Dataset entries:
* * * * *

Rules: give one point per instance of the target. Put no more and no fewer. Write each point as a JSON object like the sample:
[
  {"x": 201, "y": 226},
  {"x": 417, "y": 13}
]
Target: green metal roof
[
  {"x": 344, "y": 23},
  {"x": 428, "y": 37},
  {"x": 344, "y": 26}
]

* * * * *

GOAL OF THE EXERCISE >>
Each of the records above is to be copied exactly.

SOLUTION FOR THIS PROBLEM >>
Rules: give one point per instance of the target. Put no more and no fewer. Write each point as a JSON object like the sample:
[
  {"x": 201, "y": 226},
  {"x": 417, "y": 13}
]
Target: green metal roof
[
  {"x": 344, "y": 23},
  {"x": 428, "y": 37},
  {"x": 344, "y": 26}
]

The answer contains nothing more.